== Data provided ==

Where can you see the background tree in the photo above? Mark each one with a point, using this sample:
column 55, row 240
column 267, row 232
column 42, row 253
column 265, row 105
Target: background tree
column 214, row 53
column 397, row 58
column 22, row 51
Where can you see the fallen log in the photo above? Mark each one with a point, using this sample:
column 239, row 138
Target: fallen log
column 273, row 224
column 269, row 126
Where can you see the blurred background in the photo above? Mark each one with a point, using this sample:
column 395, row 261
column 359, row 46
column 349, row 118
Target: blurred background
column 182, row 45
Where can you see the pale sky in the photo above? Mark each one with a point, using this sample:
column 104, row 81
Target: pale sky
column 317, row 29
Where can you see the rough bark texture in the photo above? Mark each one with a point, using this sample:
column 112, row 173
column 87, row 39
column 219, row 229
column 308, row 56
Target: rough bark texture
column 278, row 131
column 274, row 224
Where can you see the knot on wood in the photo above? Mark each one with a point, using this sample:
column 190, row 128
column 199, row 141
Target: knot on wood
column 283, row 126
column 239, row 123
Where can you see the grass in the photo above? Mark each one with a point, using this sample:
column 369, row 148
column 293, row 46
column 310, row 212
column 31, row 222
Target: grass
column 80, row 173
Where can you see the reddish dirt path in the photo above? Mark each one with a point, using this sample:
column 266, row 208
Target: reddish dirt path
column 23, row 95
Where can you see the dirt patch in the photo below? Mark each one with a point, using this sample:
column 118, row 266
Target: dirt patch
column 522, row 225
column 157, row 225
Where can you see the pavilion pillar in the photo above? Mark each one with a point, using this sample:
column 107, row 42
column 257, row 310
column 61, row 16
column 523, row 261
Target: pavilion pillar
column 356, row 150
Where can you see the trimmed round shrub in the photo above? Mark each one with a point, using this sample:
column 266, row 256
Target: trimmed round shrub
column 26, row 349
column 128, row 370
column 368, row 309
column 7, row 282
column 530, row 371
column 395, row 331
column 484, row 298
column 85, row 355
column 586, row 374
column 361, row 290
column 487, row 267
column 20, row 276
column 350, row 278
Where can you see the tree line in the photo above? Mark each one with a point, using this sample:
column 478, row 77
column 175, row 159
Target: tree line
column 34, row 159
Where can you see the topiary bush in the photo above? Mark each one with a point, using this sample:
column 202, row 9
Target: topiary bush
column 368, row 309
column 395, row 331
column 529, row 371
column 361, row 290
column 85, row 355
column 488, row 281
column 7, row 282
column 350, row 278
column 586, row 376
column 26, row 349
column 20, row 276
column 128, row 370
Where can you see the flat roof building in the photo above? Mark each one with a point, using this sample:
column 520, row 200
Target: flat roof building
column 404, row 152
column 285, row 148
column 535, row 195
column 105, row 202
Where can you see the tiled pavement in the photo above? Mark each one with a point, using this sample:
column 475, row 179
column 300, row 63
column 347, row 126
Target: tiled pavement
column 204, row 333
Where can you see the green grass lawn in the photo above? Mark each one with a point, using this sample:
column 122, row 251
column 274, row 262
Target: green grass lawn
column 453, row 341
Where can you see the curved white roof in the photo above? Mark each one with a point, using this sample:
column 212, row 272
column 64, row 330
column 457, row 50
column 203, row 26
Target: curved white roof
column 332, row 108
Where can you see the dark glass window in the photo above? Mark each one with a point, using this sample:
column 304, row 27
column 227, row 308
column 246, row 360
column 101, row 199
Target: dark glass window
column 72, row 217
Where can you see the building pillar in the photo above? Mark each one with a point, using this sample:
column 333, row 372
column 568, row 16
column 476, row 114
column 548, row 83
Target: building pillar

== Your objective ==
Print the material verbatim, all of it.

== Exercise solution ==
Where can you see the background tree in the photo above? Mark each one with a point, using this sample:
column 55, row 240
column 267, row 232
column 42, row 253
column 265, row 105
Target: background tree
column 214, row 53
column 397, row 58
column 22, row 51
Where can you see the fallen log in the photo above? Mark each one with a point, using this sample:
column 239, row 138
Target: fallen log
column 273, row 224
column 269, row 126
Where can you see the blurred background in the photo above? Mark each one with a point, using this sample:
column 395, row 261
column 359, row 46
column 349, row 118
Target: blurred background
column 182, row 45
Where can you see the pale sky in the photo above? Mark each one with a point, using this sample:
column 104, row 81
Target: pale sky
column 317, row 29
Where can you see the rough bark texture in the photo above? Mark each one with a point, using this sample:
column 112, row 173
column 87, row 39
column 219, row 229
column 308, row 56
Target: rough bark texture
column 278, row 131
column 274, row 224
Where can you see the knot on wood in the photo above? Mark each one with a point, using this sample:
column 190, row 128
column 199, row 141
Target: knot on wood
column 283, row 126
column 239, row 123
Where can you see the grass in the photo above? Mark each one with a point, using this sample:
column 369, row 148
column 293, row 46
column 310, row 212
column 31, row 222
Target: grass
column 80, row 173
Where can you see the reddish dirt path in the photo above? Mark each one with a point, using this sample:
column 266, row 208
Target: reddish dirt path
column 23, row 95
Where can you see the dirt patch in the photo below? Mark each one with a point, using this sample:
column 118, row 266
Target: dirt patch
column 522, row 225
column 157, row 225
Where can you see the pavilion pillar in the photo above? Mark each one with a point, using this sample:
column 107, row 42
column 257, row 310
column 61, row 16
column 523, row 261
Target: pavilion pillar
column 356, row 150
Where can you see the trimmed round shrub in the photo above? Mark each one with a point, using this sample:
column 266, row 256
Target: trimmed round shrub
column 26, row 349
column 128, row 370
column 368, row 309
column 7, row 282
column 530, row 371
column 395, row 331
column 484, row 298
column 85, row 355
column 586, row 374
column 361, row 290
column 487, row 267
column 20, row 276
column 350, row 278
Where can you see the tree line in the photo above? Mark each one with a point, using this sample:
column 478, row 77
column 175, row 159
Target: tree line
column 34, row 159
Where can you see the topiary bush in the photo above? Mark each one with a point, using this sample:
column 202, row 9
Target: topiary bush
column 368, row 309
column 395, row 331
column 529, row 371
column 361, row 290
column 85, row 355
column 488, row 281
column 7, row 282
column 350, row 278
column 586, row 376
column 26, row 349
column 20, row 276
column 128, row 370
Where can you see the flat roof building in the photo above? Mark each one with a point, using this sample:
column 520, row 200
Target: flat roof building
column 404, row 152
column 285, row 148
column 535, row 195
column 105, row 202
Where can you see the tiled pavement in the photo above? Mark each one with a point, using this sample:
column 475, row 179
column 300, row 63
column 347, row 126
Target: tiled pavement
column 204, row 333
Where can you see the green grass lawn in the photo above? Mark each one with a point, using this sample:
column 122, row 251
column 274, row 262
Target: green grass lawn
column 453, row 341
Where can you see the curved white roof in the photo above? Mark each one with a point, using this sample:
column 212, row 272
column 64, row 330
column 457, row 50
column 203, row 26
Target: curved white roof
column 332, row 108
Where can you see the dark glass window in the photo above? Mark each one with a point, using this sample:
column 304, row 27
column 227, row 308
column 246, row 360
column 101, row 199
Target: dark glass window
column 72, row 217
Where can you see the building pillar in the photo above? Mark each one with a point, using this sample:
column 333, row 372
column 568, row 16
column 476, row 114
column 548, row 83
Target: building pillar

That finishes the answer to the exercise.